> _TASK INSTRUCTIONS_: Repeat each of the records below line for line, with no changes.

* * * *

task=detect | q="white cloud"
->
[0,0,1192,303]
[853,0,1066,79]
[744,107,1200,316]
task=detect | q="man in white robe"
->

* * * *

> _RESPONSE FOR THIS EXERCISE_:
task=detect | q="white cloud"
->
[0,0,1192,303]
[853,0,1066,79]
[744,107,1200,316]
task=detect | q="man in white robe"
->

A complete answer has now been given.